** START DATASET EXTRACT **

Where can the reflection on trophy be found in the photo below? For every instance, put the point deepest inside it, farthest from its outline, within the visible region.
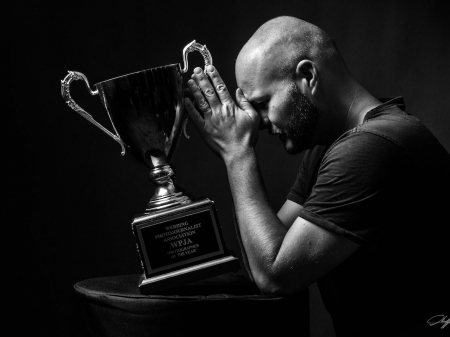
(179, 239)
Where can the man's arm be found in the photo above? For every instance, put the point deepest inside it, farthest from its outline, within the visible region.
(282, 260)
(288, 213)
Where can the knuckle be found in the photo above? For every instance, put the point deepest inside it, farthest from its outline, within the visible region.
(221, 87)
(209, 92)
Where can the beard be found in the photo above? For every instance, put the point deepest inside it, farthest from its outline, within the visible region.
(302, 124)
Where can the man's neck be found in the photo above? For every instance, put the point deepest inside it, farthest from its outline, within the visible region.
(362, 103)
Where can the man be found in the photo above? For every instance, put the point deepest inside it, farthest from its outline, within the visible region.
(364, 217)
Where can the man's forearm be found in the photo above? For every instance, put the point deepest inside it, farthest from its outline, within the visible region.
(261, 230)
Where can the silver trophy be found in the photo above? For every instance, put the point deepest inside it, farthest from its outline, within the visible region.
(178, 238)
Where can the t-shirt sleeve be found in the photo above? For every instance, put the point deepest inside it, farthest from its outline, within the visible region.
(353, 179)
(298, 190)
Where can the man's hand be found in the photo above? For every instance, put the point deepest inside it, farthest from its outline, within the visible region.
(228, 128)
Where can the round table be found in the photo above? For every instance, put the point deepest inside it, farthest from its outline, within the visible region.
(225, 305)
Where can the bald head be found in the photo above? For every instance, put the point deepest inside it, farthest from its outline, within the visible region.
(280, 44)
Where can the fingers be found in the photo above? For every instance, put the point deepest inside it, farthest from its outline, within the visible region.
(194, 114)
(205, 86)
(219, 85)
(200, 99)
(245, 105)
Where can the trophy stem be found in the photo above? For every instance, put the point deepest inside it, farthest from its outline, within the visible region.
(166, 194)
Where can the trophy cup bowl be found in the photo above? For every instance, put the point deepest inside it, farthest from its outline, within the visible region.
(178, 239)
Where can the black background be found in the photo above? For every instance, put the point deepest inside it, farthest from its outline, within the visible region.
(69, 195)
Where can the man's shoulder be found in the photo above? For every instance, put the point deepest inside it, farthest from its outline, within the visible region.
(406, 132)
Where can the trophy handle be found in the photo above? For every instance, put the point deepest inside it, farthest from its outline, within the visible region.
(65, 92)
(194, 46)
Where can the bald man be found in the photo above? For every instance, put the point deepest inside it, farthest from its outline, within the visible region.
(364, 217)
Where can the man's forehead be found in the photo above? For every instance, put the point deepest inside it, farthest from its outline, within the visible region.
(252, 71)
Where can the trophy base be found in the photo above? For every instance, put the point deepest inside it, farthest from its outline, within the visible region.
(183, 276)
(181, 244)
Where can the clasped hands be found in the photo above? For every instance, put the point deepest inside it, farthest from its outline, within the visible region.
(228, 127)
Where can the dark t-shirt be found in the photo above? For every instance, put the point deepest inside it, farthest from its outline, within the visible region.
(385, 186)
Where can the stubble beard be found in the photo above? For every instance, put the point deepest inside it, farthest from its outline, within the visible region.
(303, 122)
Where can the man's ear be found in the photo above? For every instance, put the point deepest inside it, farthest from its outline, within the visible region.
(306, 75)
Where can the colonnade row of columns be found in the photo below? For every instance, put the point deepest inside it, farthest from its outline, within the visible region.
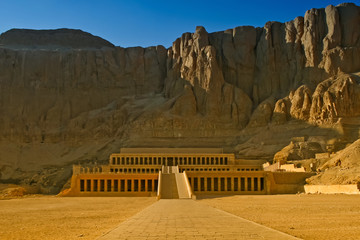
(227, 184)
(169, 161)
(118, 185)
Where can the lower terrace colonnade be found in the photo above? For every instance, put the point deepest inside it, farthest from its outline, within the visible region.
(223, 184)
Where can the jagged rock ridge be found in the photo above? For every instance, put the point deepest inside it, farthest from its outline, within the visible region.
(235, 88)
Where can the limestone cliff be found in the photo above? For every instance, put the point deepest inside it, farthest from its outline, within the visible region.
(67, 96)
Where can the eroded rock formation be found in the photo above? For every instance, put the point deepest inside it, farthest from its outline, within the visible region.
(67, 96)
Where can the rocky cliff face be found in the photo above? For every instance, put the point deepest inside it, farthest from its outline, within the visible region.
(67, 96)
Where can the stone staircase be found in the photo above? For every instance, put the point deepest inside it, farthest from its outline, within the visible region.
(173, 185)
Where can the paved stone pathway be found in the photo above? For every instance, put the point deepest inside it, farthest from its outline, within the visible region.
(188, 219)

** END DATASET EXTRACT **

◆ THE PROBLEM ◆
Reproduce the records verbatim, omitting all images they contain.

◆ RESULT FOR THIS EXERCISE ◆
Where can the reflection on trophy be found in the photo below? For every instance, put the point deepest inside it, farthest from its outline, within the visible region.
(179, 239)
Where can the man's arm be found in the photo above? For every instance, put the point deepest inside it, farthest from its outline, within the visible region.
(282, 260)
(288, 213)
Where can the knuckle be found in the photo above? For every instance, put the point deepest inside it, farthest from its outline, within the visible region.
(221, 87)
(209, 92)
Where can the beard be found in the photo above? For every instance, put the point deepest inside it, farthest from its outline, within the visible region.
(302, 124)
Where can the man's neck be found in the photo above? For every instance, put the point deepest inside it, farthest from its outline, within the visible region.
(362, 103)
Where can the man be found in the photo above? For every instance, put the point deepest inside it, farthest from its outline, within the visible region.
(364, 217)
Where can the man's forearm be found in the photo above? For every instance, put the point deepest inside it, farthest from its outline, within the visible region.
(261, 230)
Where can the silver trophy be found in the photo above? For every instance, put the point deepest inside it, farthest from its outline, within the visible region.
(178, 238)
Where can the t-shirt sleeve be found in the photo above? For every instance, put the point deepest inside it, farthest from its outline, within the visible region.
(353, 179)
(298, 190)
Where can the man's hand be found in the photo above? For every instance, put the point deepest inside it, farthest from its outline, within the visible region.
(228, 128)
Where can the round table be found in the photo above? For every instance, put the point deepest inside it, farthest from its outline, within the visible region.
(225, 305)
Where can the bald head be found in the photo above? For every instance, put the point deepest inside it, farthest from its outline, within the visible region.
(280, 44)
Where can the fingers be found in the photo above? For every instance, put the point deepest inside it, farthest from its outline, within the visible region.
(194, 114)
(205, 86)
(219, 85)
(200, 99)
(245, 105)
Where can the trophy stem be found in the photo above? For every instance, put the point deepest inside it, farthest from its outline, within the visible region.
(166, 194)
Where can the trophy cup bowl be found in the photo above? For every instance, put the point deepest inside it, farthest from its outline, within the visible region.
(178, 239)
Where can the black background be found in the photo above? For every instance, put the point deepest inside it, farthest from its outline, within the visible region.
(69, 195)
Where can the man's shoulder be found in the photo above? For every instance, put the point deepest inside it, farthest from its outline, within the visible region.
(406, 132)
Where can the trophy handle be found in the photo above? For every instance, put the point deepest inside it, farthest from its outline, within the visible region.
(65, 92)
(194, 46)
Where can the bald man be found in the photo above? For every instance, put the point deepest inside it, farthest from its outline, within the visible region.
(364, 217)
Where can the man's forehead be found in the photo above? For every instance, put the point deepest inside it, farthest from its outline, within the visible region.
(252, 71)
Where can the trophy base be found in the photo above? For every instance, put the point deepest inside it, farthest from its outline, within the visible region.
(183, 276)
(181, 244)
Where can the clasped hands be found in the photo above? For every instance, put the point deepest inside it, farthest from its outline, within the visible region.
(228, 127)
Where can the dark t-shirt be found in the photo above? For every instance, put the point deepest inside it, farthest from its outline, within the visible region.
(385, 186)
Where can the stubble beard be found in the photo above? For every instance, put the point deepest inside it, farthest from its outline, within the visible region.
(303, 122)
Where can the man's ear be found in the photo above? For every instance, put the point deepest inside it, farthest from its outline, within the visible region.
(306, 75)
Where can the colonnade row of columns be found in the photo below? For every instance, put the point deepest inside it, farthest from its outline, within the visible region.
(227, 184)
(169, 161)
(118, 185)
Where can the lower terrace colonnade be found in the photo above? For every instance, put the point deepest inside it, farthest from its outline, within the visible region.
(223, 184)
Where can the jagged rock ridge be found in the photo above? For every instance, put the point deepest inside it, farthest from its outline, within the visible region.
(235, 88)
Where can the limestone cliff be found in the photo above? For every instance, put the point deepest inside it, farthest from its outline, within the visible region.
(67, 96)
Where can the eroded rock formation be found in the photo above? For every instance, put the point deepest inside it, farthest from its outline, within the visible region.
(67, 96)
Where can the rocky cliff face be found in the photo above? For every instance, put the point deepest inside it, farthest from its outline, within the visible region.
(67, 96)
Where can the stone staircase be found in the photo above? For every instance, put the point deepest inside it, farthest from its outline, within the visible region.
(173, 185)
Where can the paved stone pathway be found in the photo above? For every instance, put the point deepest inside it, farthest from its outline, within the visible region.
(188, 219)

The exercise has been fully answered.